* Your assignment
For each entry, repeat the text exactly and omit any picture it holds.

**** Supplied entries ****

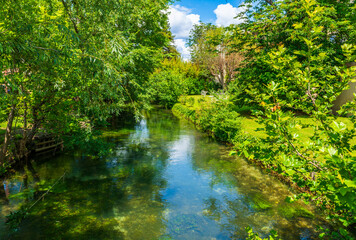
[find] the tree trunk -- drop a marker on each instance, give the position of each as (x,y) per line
(7,134)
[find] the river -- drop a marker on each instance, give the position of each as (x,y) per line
(163,179)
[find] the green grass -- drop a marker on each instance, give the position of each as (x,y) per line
(250,124)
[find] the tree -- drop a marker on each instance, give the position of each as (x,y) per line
(211,49)
(71,62)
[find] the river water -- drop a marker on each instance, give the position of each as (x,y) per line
(163,179)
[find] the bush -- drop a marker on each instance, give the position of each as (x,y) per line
(216,118)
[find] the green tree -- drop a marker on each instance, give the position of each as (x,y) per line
(68,64)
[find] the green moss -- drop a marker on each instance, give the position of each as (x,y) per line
(249,123)
(118,133)
(291,210)
(259,202)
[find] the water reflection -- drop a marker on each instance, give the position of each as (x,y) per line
(163,180)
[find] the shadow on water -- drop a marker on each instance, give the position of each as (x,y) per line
(163,180)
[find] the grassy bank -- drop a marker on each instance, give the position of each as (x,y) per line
(249,138)
(188,106)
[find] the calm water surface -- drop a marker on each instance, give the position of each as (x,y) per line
(163,180)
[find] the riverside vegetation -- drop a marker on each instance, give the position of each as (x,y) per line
(69,66)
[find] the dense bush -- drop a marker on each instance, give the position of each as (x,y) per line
(216,118)
(175,78)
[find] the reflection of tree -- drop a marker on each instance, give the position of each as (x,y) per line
(117,196)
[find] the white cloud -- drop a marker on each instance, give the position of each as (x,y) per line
(184,51)
(226,13)
(181,21)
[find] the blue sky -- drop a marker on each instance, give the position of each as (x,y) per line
(205,8)
(184,14)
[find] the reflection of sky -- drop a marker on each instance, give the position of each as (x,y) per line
(188,191)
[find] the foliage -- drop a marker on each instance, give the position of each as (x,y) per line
(297,62)
(72,63)
(216,118)
(211,50)
(173,79)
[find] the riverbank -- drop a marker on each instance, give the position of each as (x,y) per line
(163,180)
(249,135)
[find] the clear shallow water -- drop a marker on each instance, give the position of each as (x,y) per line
(163,180)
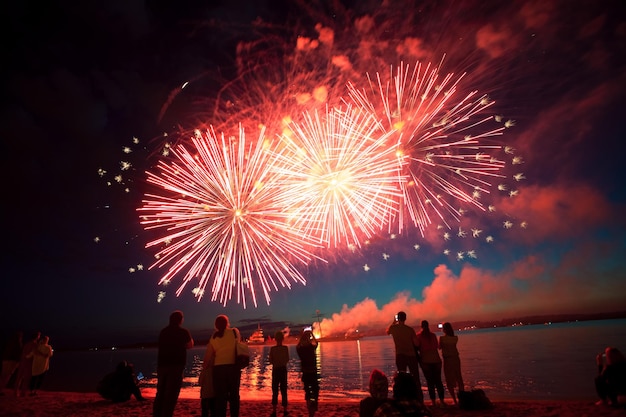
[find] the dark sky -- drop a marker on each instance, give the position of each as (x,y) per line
(80,80)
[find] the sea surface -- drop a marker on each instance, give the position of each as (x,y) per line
(550,361)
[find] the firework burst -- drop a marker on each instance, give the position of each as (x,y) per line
(345,173)
(221,207)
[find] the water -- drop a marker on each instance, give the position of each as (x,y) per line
(554,361)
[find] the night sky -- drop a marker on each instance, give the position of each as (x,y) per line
(82,79)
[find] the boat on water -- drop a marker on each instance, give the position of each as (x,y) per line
(258,338)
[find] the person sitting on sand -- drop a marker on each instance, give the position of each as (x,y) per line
(118,386)
(379,391)
(611,380)
(406,401)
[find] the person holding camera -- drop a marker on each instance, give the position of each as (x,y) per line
(405,341)
(611,380)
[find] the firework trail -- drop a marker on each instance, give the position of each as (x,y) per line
(222,210)
(452,159)
(346,174)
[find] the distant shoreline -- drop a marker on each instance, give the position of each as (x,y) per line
(466,325)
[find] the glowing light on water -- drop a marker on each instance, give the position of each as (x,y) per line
(220,210)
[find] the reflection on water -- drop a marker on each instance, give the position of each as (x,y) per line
(540,362)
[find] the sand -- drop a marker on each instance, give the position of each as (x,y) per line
(68,404)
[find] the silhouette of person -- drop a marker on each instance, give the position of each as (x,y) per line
(306,348)
(11,358)
(405,341)
(174,340)
(120,385)
(379,393)
(221,352)
(279,357)
(405,401)
(611,380)
(431,362)
(25,368)
(451,360)
(207,392)
(41,363)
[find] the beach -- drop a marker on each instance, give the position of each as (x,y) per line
(69,404)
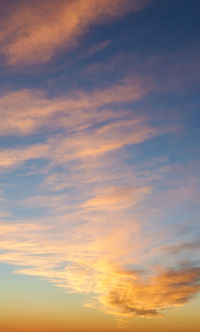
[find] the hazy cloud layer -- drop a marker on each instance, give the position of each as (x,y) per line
(94,200)
(34,30)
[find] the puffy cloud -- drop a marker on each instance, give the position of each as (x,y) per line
(34,30)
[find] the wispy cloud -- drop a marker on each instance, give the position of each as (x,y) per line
(33,31)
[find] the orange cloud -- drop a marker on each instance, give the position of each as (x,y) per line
(25,111)
(33,31)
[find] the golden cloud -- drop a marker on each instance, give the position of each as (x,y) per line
(34,30)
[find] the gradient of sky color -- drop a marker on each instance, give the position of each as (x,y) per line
(99,165)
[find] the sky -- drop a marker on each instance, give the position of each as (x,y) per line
(99,165)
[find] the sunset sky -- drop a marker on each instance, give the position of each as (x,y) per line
(99,165)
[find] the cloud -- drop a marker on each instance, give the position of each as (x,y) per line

****

* Your response
[find] the tree trunk -- drop a marker on each instance, give the position of each as (x,y) per line
(7,134)
[find] the river -- drop a marker on each instance, give the position of each as (x,y) per line
(163,179)
[find] the green grass -- drop a marker on each instance, give the position of each as (x,y) per line
(250,124)
[find] the tree -- drop a marker on each instance, give the position of each as (x,y) per line
(211,49)
(71,62)
[find] the river water -- drop a marker on each instance, give the position of each as (x,y) per line
(163,179)
[find] the bush -- drop a marker on each instance, give the position of each as (x,y) per line
(216,118)
[find] the green tree -- drop a marker on each instance, give the position of each as (x,y) per line
(68,64)
[find] the green moss -- drop a marker on each instance, give the position of each as (x,y) per line
(249,123)
(118,133)
(291,210)
(259,202)
[find] the water reflection -- drop a marker on each instance, give the position of each as (x,y) per line
(163,180)
[find] the shadow on water -- drop a marker on each instance, give the position of each as (x,y) per line
(163,180)
[find] the grassy bank -- drop a marker on each instance, give the position of each as (x,y) per line
(249,138)
(188,106)
[find] the calm water surface -- drop a marker on each instance, give the position of each as (x,y) per line
(163,180)
[find] the riverside vegetation -- drop a marker on each instance, give the position of each as (x,y) per line
(69,66)
[find] the dense bush -- drop a marker on each instance, give the position of each as (x,y) per line
(216,118)
(175,78)
[find] the reflection of tree -- drop a marker on each instance, give the position of each as (x,y) per line
(117,196)
[find] the white cloud -- drop a marker on each instance, give the position of each as (x,y) per line
(184,51)
(226,13)
(181,21)
[find] the blue sky -- drop a marker on each instance, give the position of each as (x,y) per line
(205,8)
(184,14)
[find] the reflection of sky -- drop a marker on each instance, give the position of each as (x,y) per line
(188,191)
[find] the foliage -- drop a marker on each instance, give the position of each as (x,y) per line
(297,62)
(72,63)
(216,118)
(211,50)
(173,79)
[find] the riverbank -- drop a marker on each instance, give the position of each as (x,y) per line
(163,180)
(249,135)
[find] the clear shallow water -- drop a marker on each instance, give the position of each as (x,y) per line
(163,180)
[find] the dark sky -- drop a marker on each instance, give the position of each as (x,y) per line
(80,80)
[find] the sea surface -- drop a marker on each instance, give the position of each as (x,y) per line
(550,361)
[find] the firework burst -- drop a marker on each instance, give the position of each as (x,y) per line
(345,173)
(221,207)
[find] the water -- drop a marker on each instance, give the position of each as (x,y) per line
(554,361)
[find] the night sky -- drop a marker on each instance, give the position of each as (x,y) per line
(82,79)
[find] the boat on water -- drop a marker on each instance, give the position of each as (x,y) per line
(258,338)
[find] the person sitting on sand -- drop a marker on each instance, give the position of each as (x,y) per line
(118,386)
(379,391)
(611,380)
(406,401)
[find] the person holding camera -- drop a marker on each instance, give the position of each as (x,y) per line
(405,341)
(611,380)
[find] the firework trail -- drop a marker on each instance, give the position of each as (x,y) per line
(222,210)
(452,159)
(346,174)
[find] the distant shoreline -- drop a marker on each instance, give the position of each as (x,y) per line
(466,325)
[find] the glowing light on water -- drop a marker on each instance, give the position of each as (x,y) per line
(220,210)
[find] the reflection on water -- drop a marker on each instance, give the position of each as (x,y) per line
(540,362)
[find] the sand -- drop a marker on each instance, give the position of each as (x,y) per line
(68,404)
[find] the silhouette of person -- drop a marker on each instance, give the position of each as (x,y) per line
(306,348)
(11,358)
(405,341)
(174,340)
(120,385)
(379,393)
(221,352)
(279,357)
(405,401)
(611,380)
(431,362)
(25,368)
(451,360)
(207,392)
(41,363)
[find] the beach -- drop a marker on each instance, give the position of each as (x,y) per line
(69,404)
[find] the hazy cloud layer -- drop a marker on each instance, give the position of each as (x,y) per line
(94,200)
(34,30)
[find] the puffy cloud -- drop a marker on each instance, give the position of each as (x,y) per line
(34,30)
[find] the wispy cloud -- drop a marker on each instance, give the position of each as (x,y) per line
(33,31)
[find] the orange cloud -- drop a marker on each instance, give the position of each as (x,y) per line
(25,111)
(33,31)
[find] the golden cloud -- drop a marker on each instance, give the position of each as (x,y) per line
(34,30)
[find] the gradient of sky color -- drop a marker on each instance, give the position of each as (x,y) per line
(99,165)
[find] the sky -- drop a marker on each instance, give the position of each as (x,y) per line
(99,165)
[find] the sunset sky -- drop a marker on each instance, give the position of each as (x,y) per line
(99,165)
[find] the cloud -- drop a marker on each instance, give the position of each as (x,y) per line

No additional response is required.